● Задания:
1) Изложите текст о фильме Кончаловского в двух предложениях.
2) Допишите текст о фильме Кончаловского, начав сразу после его последнего предложения.

● Текст документа:
######

Кончаловский, подготовленный опытом своих предыдущих работ, нашел в сценарии Григорьева столкновение миров: мир счастливый, праздничный, увиденный глазами влюбленного, и мир, потерявший смысл, цвет, душу, – мир без любви. «Каждый из этих миров был вполне завершенным, заведомо исключающим, отрицающим саму возможность другого. Это и было для меня главным: стык миров…»

Так и строит свою картину режиссер: на столкновении первой, цветовой части картины со второй, «серо-серой», по его выражению, частью, как бы опровергающей первую.

######

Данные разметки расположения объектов
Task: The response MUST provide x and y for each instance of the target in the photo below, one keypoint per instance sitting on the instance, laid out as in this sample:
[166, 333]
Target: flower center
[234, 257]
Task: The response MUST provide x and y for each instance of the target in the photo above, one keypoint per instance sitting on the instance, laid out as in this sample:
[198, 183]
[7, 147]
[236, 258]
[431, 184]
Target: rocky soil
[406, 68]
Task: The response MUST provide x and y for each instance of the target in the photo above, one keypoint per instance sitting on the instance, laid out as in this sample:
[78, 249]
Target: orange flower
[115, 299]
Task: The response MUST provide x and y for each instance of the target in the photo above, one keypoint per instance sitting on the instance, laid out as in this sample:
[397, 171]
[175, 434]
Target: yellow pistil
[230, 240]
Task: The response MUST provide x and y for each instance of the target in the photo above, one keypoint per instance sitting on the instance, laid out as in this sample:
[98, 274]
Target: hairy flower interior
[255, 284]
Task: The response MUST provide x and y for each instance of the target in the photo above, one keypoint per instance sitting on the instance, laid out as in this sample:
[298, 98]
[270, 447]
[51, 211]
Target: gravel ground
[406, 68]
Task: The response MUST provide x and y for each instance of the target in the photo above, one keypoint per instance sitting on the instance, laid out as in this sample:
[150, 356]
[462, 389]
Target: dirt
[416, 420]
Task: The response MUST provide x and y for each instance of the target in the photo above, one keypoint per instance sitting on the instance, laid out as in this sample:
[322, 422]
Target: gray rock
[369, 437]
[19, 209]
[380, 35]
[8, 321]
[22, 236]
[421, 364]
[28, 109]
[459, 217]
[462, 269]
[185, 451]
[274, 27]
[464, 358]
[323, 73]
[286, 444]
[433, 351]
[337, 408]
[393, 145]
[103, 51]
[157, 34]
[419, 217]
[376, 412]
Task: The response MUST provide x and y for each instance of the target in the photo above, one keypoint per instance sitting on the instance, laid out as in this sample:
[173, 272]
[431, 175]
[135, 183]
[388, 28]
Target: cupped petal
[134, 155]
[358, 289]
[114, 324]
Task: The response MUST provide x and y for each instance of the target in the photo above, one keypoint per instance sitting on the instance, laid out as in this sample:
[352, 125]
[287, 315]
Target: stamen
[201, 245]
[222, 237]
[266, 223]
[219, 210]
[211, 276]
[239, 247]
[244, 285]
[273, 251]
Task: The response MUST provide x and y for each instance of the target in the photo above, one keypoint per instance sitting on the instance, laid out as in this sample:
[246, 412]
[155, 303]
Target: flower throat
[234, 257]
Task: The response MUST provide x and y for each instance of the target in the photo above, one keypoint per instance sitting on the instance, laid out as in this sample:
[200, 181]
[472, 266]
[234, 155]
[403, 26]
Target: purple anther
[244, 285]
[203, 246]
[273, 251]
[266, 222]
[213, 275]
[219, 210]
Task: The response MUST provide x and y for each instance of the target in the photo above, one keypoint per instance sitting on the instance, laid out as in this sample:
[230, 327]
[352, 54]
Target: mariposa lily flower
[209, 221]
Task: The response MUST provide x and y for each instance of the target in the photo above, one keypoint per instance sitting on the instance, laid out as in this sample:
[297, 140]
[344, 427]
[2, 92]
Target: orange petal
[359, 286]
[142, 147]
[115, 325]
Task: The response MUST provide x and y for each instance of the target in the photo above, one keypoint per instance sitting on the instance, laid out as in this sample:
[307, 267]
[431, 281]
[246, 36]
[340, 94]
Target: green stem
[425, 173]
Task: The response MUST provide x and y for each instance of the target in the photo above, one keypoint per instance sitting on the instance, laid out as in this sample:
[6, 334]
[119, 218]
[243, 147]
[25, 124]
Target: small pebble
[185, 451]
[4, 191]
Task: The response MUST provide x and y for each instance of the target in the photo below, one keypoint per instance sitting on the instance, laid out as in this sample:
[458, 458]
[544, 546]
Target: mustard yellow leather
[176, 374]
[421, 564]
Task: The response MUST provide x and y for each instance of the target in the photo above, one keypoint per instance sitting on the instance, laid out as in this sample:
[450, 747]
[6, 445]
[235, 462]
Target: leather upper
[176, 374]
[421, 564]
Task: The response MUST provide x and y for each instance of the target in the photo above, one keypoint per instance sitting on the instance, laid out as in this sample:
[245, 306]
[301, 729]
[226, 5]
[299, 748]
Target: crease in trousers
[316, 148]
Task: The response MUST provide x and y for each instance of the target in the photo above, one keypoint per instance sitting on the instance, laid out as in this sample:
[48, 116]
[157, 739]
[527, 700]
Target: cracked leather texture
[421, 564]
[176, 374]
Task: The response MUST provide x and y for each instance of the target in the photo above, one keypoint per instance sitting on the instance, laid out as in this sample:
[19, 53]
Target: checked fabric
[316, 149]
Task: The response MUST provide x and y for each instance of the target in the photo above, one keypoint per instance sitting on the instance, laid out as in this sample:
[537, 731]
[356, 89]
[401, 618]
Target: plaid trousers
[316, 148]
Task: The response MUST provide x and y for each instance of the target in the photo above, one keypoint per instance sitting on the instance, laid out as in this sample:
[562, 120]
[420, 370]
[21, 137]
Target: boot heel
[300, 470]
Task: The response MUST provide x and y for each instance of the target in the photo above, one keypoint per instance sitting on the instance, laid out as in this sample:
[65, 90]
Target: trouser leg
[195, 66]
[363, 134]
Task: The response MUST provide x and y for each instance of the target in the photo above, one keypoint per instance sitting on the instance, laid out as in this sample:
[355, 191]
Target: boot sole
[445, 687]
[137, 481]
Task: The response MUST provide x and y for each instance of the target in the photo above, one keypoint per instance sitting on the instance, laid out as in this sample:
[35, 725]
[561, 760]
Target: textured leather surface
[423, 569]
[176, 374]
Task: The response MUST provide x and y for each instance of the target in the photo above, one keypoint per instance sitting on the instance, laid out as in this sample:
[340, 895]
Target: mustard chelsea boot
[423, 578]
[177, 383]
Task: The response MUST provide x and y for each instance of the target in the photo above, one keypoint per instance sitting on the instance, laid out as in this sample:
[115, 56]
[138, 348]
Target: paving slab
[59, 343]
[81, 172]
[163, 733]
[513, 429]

######

● Результаты заданий:
1) Кончаловский увидел в сценарии Григорьева столкновение двух миров: счастливого и праздничного, увиденного глазами влюбленного, и мира без любви, потерявшего смысл, цвет и душу. Так он и строит картину: на столкновении первой, цветовой части со второй, «серо-серой», которая как бы опровергает первую.

2)
Неповторимость и остроту сценарного хода «Романса» режиссер видел в том, что «безоблачность первой части снималась скепсисом второй. Здесь автор и его герой прозревали. Когда жизнь била Сергея под дых с такой силой, что в глазах темнело, к нему возвращалась способность видеть вещи такими, каковы они есть. Он обнаруживал бездну пустоты вокруг себя и свое одиночество в мире, который еще вчера был для него единой семьей друзей и братьев. То есть и Григорьев и я вслед за ним шли по пути героя – от ослепления к прозрению…»

4

Фундаментальная особенность композиции «Романса о влюбленных» в том, что его сюжет открыто обращен к жанровой памяти мировой художественной культуры. Древний обряд инициации, героический эпос, шекспировская трагедия, роман – вот вехи становления, взросления героя фильма.

Жанровое содержание картины действительно как замечал режиссер, напоминает слоеный пирог.

Попробуем и мы, идя путем героя, снять слой за слоем, постигая смысл этого пути.

Первый слой – обрядовый.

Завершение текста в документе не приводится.